- **Problem requirements**:
Copy out the data below, switching every "gets one dot" to "receives one point" and keeping everything else the same.

(Location identification items)
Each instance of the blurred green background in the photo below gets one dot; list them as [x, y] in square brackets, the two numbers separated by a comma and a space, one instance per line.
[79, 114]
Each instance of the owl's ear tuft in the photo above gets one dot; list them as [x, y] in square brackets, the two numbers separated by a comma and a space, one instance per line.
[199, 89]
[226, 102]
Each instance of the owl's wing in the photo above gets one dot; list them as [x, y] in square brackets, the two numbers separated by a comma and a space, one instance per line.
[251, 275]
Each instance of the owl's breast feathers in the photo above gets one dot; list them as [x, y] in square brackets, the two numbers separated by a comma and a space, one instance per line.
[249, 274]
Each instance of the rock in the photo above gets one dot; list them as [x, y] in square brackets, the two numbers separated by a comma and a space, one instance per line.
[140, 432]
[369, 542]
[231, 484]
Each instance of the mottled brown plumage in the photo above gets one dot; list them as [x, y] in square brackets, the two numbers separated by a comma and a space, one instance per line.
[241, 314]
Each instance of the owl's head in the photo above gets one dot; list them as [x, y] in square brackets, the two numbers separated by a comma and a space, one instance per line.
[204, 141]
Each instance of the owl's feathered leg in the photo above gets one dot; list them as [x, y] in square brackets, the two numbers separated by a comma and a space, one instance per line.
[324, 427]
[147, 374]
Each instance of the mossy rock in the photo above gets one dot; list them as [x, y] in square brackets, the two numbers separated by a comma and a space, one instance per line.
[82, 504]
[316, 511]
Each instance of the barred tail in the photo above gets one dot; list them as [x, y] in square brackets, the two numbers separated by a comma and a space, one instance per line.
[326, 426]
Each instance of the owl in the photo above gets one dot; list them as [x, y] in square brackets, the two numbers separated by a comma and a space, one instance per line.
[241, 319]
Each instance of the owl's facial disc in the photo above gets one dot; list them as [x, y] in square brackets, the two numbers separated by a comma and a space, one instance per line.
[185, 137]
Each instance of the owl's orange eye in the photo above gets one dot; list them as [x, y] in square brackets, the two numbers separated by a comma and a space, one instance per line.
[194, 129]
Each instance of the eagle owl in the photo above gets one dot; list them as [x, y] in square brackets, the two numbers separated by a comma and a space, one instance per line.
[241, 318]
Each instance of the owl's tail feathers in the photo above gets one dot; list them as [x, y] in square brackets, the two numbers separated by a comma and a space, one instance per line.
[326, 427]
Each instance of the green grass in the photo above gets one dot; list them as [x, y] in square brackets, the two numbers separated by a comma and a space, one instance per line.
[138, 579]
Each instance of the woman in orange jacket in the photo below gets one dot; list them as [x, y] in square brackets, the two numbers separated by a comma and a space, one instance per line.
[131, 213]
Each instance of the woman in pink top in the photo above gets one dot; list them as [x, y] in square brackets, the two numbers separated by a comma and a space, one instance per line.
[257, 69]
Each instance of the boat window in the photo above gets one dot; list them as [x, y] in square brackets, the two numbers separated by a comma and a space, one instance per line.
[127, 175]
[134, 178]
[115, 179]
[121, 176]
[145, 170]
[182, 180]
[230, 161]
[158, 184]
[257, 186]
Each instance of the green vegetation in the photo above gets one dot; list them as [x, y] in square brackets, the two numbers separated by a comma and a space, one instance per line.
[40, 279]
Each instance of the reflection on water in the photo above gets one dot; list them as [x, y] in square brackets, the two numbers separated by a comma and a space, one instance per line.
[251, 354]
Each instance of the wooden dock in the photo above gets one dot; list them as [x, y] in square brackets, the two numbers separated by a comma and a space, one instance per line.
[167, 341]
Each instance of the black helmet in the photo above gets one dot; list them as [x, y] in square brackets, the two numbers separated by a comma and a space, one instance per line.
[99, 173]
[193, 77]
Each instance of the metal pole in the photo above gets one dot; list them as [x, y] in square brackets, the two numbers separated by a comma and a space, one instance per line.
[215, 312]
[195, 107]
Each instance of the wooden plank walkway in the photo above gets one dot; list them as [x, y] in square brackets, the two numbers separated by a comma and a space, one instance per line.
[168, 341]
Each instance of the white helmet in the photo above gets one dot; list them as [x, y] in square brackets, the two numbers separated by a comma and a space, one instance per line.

- **Task answer**:
Each instance of the blurred green background in the photo below receives one point; list them as [x, y] in square brackets, the two numbers separated by a comma and a space, one instance per line.
[79, 114]
Each instance of the owl's ear tuft in the photo above receives one point; list them as [x, y] in square brackets, the two numbers separated by a comma and a space, one instance per line.
[199, 89]
[226, 102]
Each instance of the owl's wing in the photo above receives one point; list them as [x, y] in square brackets, the two numbers separated by a comma and a space, one instance per line.
[251, 275]
Each instance of the owl's breast feathers in the photo above receives one point; list them as [x, y] in square brackets, the two numbers separated by a comma and a space, one instance per line.
[249, 274]
Each instance of the rock in the photo above receives one point; list them as [x, y] in square brackets, the two numbers separated by a comma and a space, one instance per line.
[140, 432]
[369, 542]
[231, 484]
Each instance of the mottled brown plumage in the photo above receives one point; list them as [x, y] in square brackets, the two numbers separated by a comma and a space, one instance per line.
[241, 314]
Each instance of the owl's head in the photo above receives one point; list them as [x, y] in square brackets, the two numbers separated by a comma and a space, one instance per line.
[204, 141]
Each instance of the owl's feathered leg in the photo above receives one point; list them as [x, y] in square brackets, the two numbers separated by a comma and a space, one instance per line.
[324, 427]
[147, 374]
Each instance of the mossy rock in the photo above receives one point; list them as [x, y] in square brackets, the two numbers separated by a comma and a space, one instance per line.
[82, 504]
[316, 511]
Each instance of the barred tail in the photo above receives one point; list them as [x, y] in square brackets, the two numbers separated by a comma and a space, one instance per line.
[326, 426]
Each instance of the owl in the photo above receives one point; list them as [x, y] in square brackets, the two numbers separated by a comma and a space, one instance per line.
[241, 319]
Each instance of the owl's facial disc in the photo above receives one point; list them as [x, y] in square brackets, the two numbers separated by a comma and a space, one instance per line.
[185, 137]
Each instance of the owl's orange eye in the photo above receives one point; list them as [x, y] in square brackets, the two numbers separated by a comma and a space, one instance per line.
[194, 129]
Each instance of the eagle owl in the photo above receives one point; list them as [x, y] in square brackets, the two numbers separated by a comma and a space, one instance per line.
[241, 318]
Each instance of the owl's tail feathers in the photo above receives one point; list them as [x, y] in square brackets, the two numbers separated by a comma and a space, one instance per line.
[326, 427]
Each instance of the green grass in the photo above receives one point; list them as [x, y] in square brackets, the two numbers separated by a comma and a space, one instance per line.
[138, 579]
Each instance of the woman in orange jacket in the photo below receives one point; list them as [x, y] in square brackets, the two numbers separated by a comma and a space, one instance per line.
[131, 213]
Each instance of the woman in pink top in the photo above receives one point; list them as [x, y] in square brackets, the two numbers separated by a comma and a space, one instance per line.
[257, 69]
Each instance of the boat window in the photo above receives one point; list them as [x, y] in square brackets, the two numbers separated by a comma and a space, one instance per line.
[127, 175]
[134, 178]
[115, 179]
[121, 176]
[145, 170]
[182, 180]
[230, 161]
[158, 184]
[257, 186]
Each instance of the green vegetation in the photo above receives one point; list them as [x, y] in square brackets, the two numbers separated by a comma and a space, one instance per line.
[40, 279]
Each instance of the reflection on water in the photo above receives one point; list them as [x, y] in square brackets, the two numbers separated by a comma and a space, one instance per line.
[251, 354]
Each instance of the wooden dock in the photo above receives one point; list them as [x, y] in square brackets, the two numbers separated by a comma and a space, one instance per line.
[167, 341]
Each instance of the black helmet in the photo above receives one point; list them as [x, y] in square brackets, the two numbers separated by a comma and a space, one instance per line.
[99, 173]
[193, 77]
Each instance of the metal pole in the photo above receives one point; list them as [x, y] in square brackets, the two numbers separated by a comma and a space, one instance per line.
[215, 312]
[195, 107]
Each instance of the wooden plank walkway in the photo above receives one point; list them as [x, y] in square brackets, the two numbers separated by a comma and a space, one instance per line.
[168, 341]
Each instance of the white helmet in the photo above receives one point; list them as [x, y] in square brackets, the two numbers separated by a comma and a space, one instance per line.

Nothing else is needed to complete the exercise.